──────── Text excerpt

Featured photo credit: Josh Gordon and Damien Jurado at a show in Bilbao, Spain, taken on October 26th, 2018, by Tom Roelofs. Used by permission.
Damien Jurado – What’s New, Tomboy? (Mama Bird Recording Co.) on Bandcamp
On Friday, May 1, Damien Jurado released What’s New, Tomboy?, his eighteenth LP in twenty-three years. The incredible album was released by Mama Bird Recording Co. and has a raw feel, with selective instrumentation, but is not as sparse as In The Shape Of A Storm. Only one other musician is credited on the album aside from Damien Jurado, and that is Josh Gordon. Puddlegum had the opportunity to talk to Josh about his work and friendship with Damien. The fascinating conversation bled into stories about their studio sessions, and their late friend, Richard Swift.

────────────────
──────── Material provided

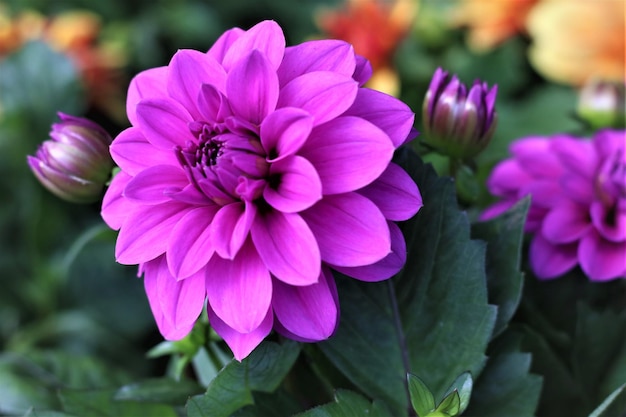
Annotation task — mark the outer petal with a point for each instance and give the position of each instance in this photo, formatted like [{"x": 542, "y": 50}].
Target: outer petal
[
  {"x": 115, "y": 207},
  {"x": 551, "y": 261},
  {"x": 386, "y": 267},
  {"x": 309, "y": 313},
  {"x": 298, "y": 185},
  {"x": 600, "y": 259},
  {"x": 175, "y": 305},
  {"x": 190, "y": 246},
  {"x": 242, "y": 344},
  {"x": 284, "y": 132},
  {"x": 348, "y": 153},
  {"x": 324, "y": 94},
  {"x": 151, "y": 83},
  {"x": 266, "y": 37},
  {"x": 132, "y": 152},
  {"x": 164, "y": 123},
  {"x": 350, "y": 230},
  {"x": 395, "y": 193},
  {"x": 318, "y": 55},
  {"x": 145, "y": 232},
  {"x": 287, "y": 247},
  {"x": 239, "y": 291},
  {"x": 252, "y": 87},
  {"x": 391, "y": 115}
]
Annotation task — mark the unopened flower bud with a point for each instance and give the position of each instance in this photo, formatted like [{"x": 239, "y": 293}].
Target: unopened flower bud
[
  {"x": 458, "y": 122},
  {"x": 602, "y": 103},
  {"x": 74, "y": 163}
]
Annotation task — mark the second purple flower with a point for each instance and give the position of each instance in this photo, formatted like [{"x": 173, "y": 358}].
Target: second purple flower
[{"x": 248, "y": 173}]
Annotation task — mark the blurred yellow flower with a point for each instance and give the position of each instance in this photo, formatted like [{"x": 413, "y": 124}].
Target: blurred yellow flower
[
  {"x": 491, "y": 22},
  {"x": 574, "y": 40}
]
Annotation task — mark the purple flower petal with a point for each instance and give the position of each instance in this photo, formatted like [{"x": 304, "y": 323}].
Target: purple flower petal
[
  {"x": 357, "y": 235},
  {"x": 566, "y": 223},
  {"x": 266, "y": 37},
  {"x": 386, "y": 267},
  {"x": 148, "y": 187},
  {"x": 190, "y": 246},
  {"x": 551, "y": 261},
  {"x": 348, "y": 153},
  {"x": 240, "y": 290},
  {"x": 188, "y": 71},
  {"x": 242, "y": 344},
  {"x": 298, "y": 185},
  {"x": 146, "y": 230},
  {"x": 150, "y": 83},
  {"x": 324, "y": 94},
  {"x": 391, "y": 115},
  {"x": 309, "y": 313},
  {"x": 600, "y": 259},
  {"x": 395, "y": 193},
  {"x": 230, "y": 228},
  {"x": 175, "y": 305},
  {"x": 164, "y": 123},
  {"x": 287, "y": 247},
  {"x": 319, "y": 55},
  {"x": 284, "y": 132},
  {"x": 252, "y": 88}
]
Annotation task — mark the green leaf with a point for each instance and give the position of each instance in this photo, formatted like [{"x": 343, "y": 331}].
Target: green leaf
[
  {"x": 348, "y": 404},
  {"x": 432, "y": 319},
  {"x": 232, "y": 388},
  {"x": 504, "y": 236},
  {"x": 421, "y": 398}
]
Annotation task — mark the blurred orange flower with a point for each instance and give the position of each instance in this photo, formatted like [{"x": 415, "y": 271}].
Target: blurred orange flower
[
  {"x": 491, "y": 22},
  {"x": 375, "y": 28},
  {"x": 574, "y": 40}
]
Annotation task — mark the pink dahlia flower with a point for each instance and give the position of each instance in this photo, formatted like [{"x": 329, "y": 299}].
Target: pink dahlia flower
[
  {"x": 578, "y": 203},
  {"x": 248, "y": 173}
]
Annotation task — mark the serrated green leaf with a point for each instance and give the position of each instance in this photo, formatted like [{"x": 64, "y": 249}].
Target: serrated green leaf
[
  {"x": 263, "y": 370},
  {"x": 422, "y": 399},
  {"x": 347, "y": 404},
  {"x": 433, "y": 317}
]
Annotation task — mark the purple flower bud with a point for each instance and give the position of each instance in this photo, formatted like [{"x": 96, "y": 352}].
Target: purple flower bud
[
  {"x": 75, "y": 163},
  {"x": 458, "y": 122}
]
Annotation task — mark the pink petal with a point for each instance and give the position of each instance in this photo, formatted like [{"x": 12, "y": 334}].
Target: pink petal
[
  {"x": 115, "y": 207},
  {"x": 164, "y": 123},
  {"x": 395, "y": 193},
  {"x": 132, "y": 152},
  {"x": 324, "y": 94},
  {"x": 391, "y": 115},
  {"x": 318, "y": 55},
  {"x": 287, "y": 247},
  {"x": 565, "y": 223},
  {"x": 284, "y": 132},
  {"x": 188, "y": 71},
  {"x": 350, "y": 230},
  {"x": 551, "y": 261},
  {"x": 239, "y": 290},
  {"x": 386, "y": 267},
  {"x": 230, "y": 228},
  {"x": 148, "y": 187},
  {"x": 175, "y": 304},
  {"x": 190, "y": 246},
  {"x": 601, "y": 259},
  {"x": 309, "y": 313},
  {"x": 242, "y": 344},
  {"x": 252, "y": 88},
  {"x": 298, "y": 185},
  {"x": 348, "y": 153},
  {"x": 150, "y": 83},
  {"x": 266, "y": 37},
  {"x": 145, "y": 232}
]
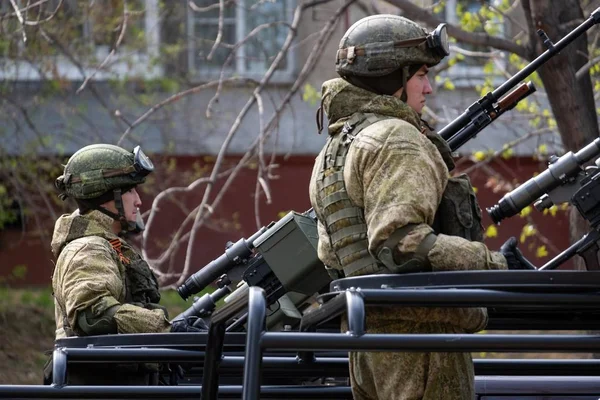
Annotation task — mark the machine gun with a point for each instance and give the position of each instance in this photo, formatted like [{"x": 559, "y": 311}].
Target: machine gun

────────────────

# The tasks
• 1. Based on the album article, explain how it describes the sound of What's New, Tomboy? compared with In The Shape Of A Storm.
• 2. Please pick out every line of the entries that contains the word "serrated".

# Solved problems
• 1. The album article says What's New, Tomboy? has a raw feel with selective instrumentation but is not as sparse as In The Shape Of A Storm. It also notes that Josh Gordon is the only musician credited on the album besides Damien Jurado.

• 2.
Annotation task — mark the serrated green leaf with a point for each instance and give the position of each instance in this photo, formatted like [{"x": 64, "y": 249}].
Target: serrated green leaf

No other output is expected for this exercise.